Question Maximum Database Connections

Question...

We run OpenEdge 10.2a.

It seems like when we get about 4-5 simultaneous database reads via ODBC (read uncommitted) or AppServers, our system slows way down. Is there a logical maximum amount of simultaneous reads that a Progress Database can handle before it has to start queuing jobs up? I can provide more specifics on our setup if needed. Not sure what specs are applicable.

Thanks,
 
Our server has 80 logical cores. 4 Processors, 10 cores per processor, hyper-threaded.
I believe it is an enterprise install. Using it to run our Epicor 9 ERP system.
 
I guess here is what I am trying to theorize... I'm just a beginner at Progress DBA, so please don't flog me too terribly...

It seems like if we get three or four ODBC connections (read uncommitted) or AppServers trying to connect at once, all of the other normal traffic starts to queue up and experience lag. It feels like there is some sort of predetermined amount of database 'connectors' that a Progress database has. So, when two or three are locked up, the few that remain have a much more difficult time satisfying the otherwise normal demand.

Yesterday, we had three ODBC connections (read uncommitted) get locked up on one table in the system that is rarely ever used. Yet, it created such a delay in other users reading other tables that we had to take the database down to clear out the stuck ODBCs.

I'm just trying to understand why it is so fragile on an 80 core box. Anything you could offer up with your real knowledge of Progress would be fantastic and much appreciated.

> **REQUIRED TASK 1**:
In the database connections thread, how many logical cores does the server have?
> **REQUIRED TASK 2**:
Write a continuation of the forum thread about database connections, starting after its last sentence.
The entries come from a different source than the database connections thread.

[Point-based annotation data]
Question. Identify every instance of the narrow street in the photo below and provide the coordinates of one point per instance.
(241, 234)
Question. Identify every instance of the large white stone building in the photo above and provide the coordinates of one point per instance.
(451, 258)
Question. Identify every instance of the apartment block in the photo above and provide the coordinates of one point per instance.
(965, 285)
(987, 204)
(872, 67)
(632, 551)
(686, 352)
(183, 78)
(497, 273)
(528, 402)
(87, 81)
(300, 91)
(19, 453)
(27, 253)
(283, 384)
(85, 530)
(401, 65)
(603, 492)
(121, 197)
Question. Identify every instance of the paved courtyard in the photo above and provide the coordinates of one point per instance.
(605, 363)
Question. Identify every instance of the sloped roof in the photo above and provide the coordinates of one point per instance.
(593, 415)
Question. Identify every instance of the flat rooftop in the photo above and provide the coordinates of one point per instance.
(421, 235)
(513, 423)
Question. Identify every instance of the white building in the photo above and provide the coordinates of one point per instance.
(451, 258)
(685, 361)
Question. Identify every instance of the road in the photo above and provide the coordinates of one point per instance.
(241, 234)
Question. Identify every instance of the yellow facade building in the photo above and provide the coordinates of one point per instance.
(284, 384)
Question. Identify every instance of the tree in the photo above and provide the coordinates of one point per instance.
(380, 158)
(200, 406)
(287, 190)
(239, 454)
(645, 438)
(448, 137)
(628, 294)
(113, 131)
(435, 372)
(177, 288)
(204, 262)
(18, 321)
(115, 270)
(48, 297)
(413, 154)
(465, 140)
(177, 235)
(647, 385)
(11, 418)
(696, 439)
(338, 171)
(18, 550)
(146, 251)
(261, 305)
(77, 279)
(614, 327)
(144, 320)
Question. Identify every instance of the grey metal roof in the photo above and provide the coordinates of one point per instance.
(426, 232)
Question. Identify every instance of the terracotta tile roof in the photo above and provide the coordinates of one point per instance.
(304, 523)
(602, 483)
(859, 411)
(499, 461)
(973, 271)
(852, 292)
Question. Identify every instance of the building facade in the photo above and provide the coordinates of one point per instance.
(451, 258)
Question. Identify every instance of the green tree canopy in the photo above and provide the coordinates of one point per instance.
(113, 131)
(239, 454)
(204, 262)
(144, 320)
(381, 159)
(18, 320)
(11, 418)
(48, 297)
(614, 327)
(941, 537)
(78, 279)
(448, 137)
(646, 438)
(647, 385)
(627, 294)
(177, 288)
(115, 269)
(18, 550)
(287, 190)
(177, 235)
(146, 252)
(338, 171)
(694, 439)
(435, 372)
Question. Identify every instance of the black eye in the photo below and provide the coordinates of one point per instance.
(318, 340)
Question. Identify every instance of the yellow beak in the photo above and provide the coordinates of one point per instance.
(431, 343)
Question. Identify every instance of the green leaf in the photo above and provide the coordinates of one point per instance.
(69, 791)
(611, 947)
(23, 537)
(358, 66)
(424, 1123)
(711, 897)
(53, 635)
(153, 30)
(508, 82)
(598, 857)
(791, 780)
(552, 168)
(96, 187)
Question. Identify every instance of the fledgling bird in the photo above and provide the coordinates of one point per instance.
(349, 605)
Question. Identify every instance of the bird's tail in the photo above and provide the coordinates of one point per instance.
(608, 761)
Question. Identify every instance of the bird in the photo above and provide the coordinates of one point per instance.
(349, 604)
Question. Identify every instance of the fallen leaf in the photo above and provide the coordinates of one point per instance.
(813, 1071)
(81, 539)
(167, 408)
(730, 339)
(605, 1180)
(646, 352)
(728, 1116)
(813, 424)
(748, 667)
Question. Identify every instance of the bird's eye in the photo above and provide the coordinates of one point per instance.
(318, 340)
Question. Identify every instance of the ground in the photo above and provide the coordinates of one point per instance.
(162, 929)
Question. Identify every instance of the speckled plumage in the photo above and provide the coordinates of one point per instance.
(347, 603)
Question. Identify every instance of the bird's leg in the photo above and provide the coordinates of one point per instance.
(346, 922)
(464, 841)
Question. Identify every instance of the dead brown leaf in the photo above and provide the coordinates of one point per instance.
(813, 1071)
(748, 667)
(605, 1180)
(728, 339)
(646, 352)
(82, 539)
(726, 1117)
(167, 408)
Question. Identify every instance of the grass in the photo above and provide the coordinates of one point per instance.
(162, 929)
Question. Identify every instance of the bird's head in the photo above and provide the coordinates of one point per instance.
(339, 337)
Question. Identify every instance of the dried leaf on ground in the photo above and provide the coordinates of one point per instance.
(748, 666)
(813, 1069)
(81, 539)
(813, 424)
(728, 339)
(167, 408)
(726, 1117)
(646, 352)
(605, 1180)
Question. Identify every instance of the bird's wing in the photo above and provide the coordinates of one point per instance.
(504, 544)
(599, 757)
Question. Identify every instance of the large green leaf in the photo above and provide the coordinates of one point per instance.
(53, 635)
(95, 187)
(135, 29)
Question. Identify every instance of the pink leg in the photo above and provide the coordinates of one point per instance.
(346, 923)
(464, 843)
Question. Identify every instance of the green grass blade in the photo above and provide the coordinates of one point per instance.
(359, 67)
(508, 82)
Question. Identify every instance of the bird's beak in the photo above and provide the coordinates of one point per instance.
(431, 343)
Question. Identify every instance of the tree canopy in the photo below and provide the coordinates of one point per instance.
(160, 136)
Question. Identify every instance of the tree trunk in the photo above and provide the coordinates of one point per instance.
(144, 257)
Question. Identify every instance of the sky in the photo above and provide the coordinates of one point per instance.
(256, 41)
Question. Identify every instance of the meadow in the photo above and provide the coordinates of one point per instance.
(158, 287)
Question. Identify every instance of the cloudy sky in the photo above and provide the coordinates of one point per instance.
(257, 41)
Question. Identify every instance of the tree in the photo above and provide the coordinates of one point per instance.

> **WRITTEN REPLY 1**:
80 logical cores.

> **WRITTEN REPLY 2**:
 

TomBascom

Curmudgeon
Any database is going to have throughput limits and bottlenecks.

Determining where the bottleneck is takes data and experience.

The first bottleneck is usually disk IO ops. Database IO is almost always random, not sequential so specs regarding "MB/sec" throughput are meaningless -- a physical disk can only do so many random IO operations per second (around 200). IO ops/second are rarely discussed by vendors because it is embarrassing. SSDs, on the other hand, have excellent IO ops and you often here those discussed.

To avoid IO most databases (including Progress) allow you to allocate a big chunk of memory to a cache. Progress calls this the "buffer pool" it is determined by the -B startup parameter. If your -B is less than 500,000 you aren't trying very hard.

If you have successfully avoided disk IO you might then have a CPU bottleneck. Having lots and lots of cores is not helpful to databases. In fact it is harmful once you eliminate the other bottlenecks. This is known as the "too many cores problem".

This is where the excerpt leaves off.